# Exercise details
Find each line in the entries below that contains the word "positive" and copy those lines.

::::::

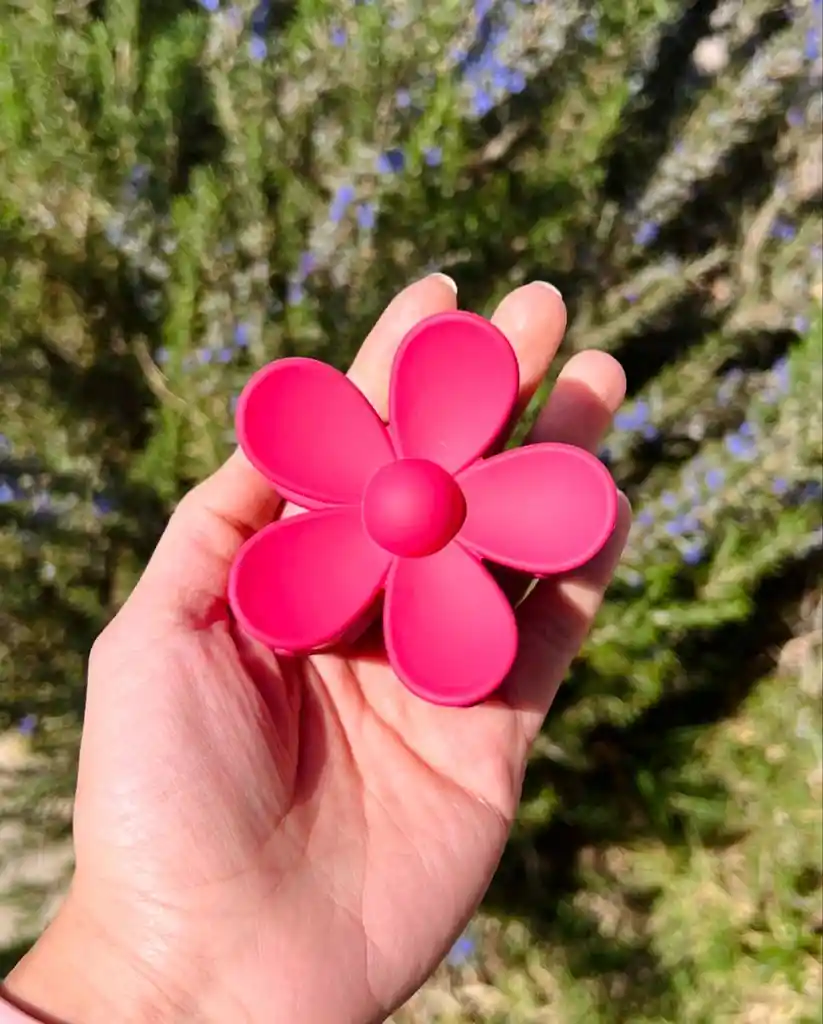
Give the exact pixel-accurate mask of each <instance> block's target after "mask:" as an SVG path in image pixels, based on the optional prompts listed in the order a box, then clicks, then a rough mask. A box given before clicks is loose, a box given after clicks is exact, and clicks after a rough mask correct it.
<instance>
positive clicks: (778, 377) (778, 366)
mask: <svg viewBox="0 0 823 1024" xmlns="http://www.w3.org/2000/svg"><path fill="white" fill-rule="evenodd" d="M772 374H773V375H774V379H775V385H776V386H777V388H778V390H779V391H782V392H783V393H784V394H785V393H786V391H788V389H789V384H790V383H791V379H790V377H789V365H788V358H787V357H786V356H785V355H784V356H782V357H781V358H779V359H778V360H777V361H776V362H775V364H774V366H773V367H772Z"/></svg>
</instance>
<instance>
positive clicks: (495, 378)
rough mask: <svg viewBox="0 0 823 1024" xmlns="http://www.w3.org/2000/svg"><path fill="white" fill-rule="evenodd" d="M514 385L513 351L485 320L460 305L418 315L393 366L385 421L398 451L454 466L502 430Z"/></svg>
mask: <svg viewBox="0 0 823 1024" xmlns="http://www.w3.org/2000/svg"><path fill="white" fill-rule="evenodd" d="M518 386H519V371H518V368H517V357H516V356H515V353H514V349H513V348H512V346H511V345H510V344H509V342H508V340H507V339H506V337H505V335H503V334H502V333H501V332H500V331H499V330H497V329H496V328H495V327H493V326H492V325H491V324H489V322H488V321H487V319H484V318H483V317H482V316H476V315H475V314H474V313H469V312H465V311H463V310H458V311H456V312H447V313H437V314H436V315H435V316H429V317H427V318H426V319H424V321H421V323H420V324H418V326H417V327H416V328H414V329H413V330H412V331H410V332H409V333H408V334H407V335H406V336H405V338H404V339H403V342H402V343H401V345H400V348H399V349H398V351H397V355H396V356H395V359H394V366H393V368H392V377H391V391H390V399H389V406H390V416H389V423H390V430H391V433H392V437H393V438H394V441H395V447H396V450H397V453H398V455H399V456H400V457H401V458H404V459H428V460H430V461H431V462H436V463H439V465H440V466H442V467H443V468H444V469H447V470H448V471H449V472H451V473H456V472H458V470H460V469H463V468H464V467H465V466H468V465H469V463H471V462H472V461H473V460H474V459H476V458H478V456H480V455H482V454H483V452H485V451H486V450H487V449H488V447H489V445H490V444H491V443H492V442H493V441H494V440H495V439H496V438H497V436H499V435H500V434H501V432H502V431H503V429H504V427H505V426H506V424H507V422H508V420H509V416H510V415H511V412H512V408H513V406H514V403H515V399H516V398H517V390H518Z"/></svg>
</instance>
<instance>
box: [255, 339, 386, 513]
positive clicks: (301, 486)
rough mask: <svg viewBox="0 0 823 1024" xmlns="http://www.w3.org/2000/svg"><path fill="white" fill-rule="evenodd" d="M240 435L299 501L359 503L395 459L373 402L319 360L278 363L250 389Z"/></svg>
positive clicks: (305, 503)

::::::

# Exercise answer
positive clicks: (778, 377) (778, 366)
positive clicks: (495, 378)
positive clicks: (301, 486)
positive clicks: (305, 503)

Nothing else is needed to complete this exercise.